What is asked
Convert all of the material below into a two-column CSV with the header instruction,output, giving each text and its answer one row, each in its own quoted field with line breaks changed to spaces.
%%
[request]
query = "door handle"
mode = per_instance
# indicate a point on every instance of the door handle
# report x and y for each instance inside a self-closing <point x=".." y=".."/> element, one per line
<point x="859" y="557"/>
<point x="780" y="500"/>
%%
Response
instruction,output
"[request] query = ""door handle"" mode = per_instance # indicate a point on every instance of the door handle # report x and y for each instance inside a self-closing <point x="".."" y=""..""/> element, one per line","<point x=""859"" y=""557""/> <point x=""780"" y=""500""/>"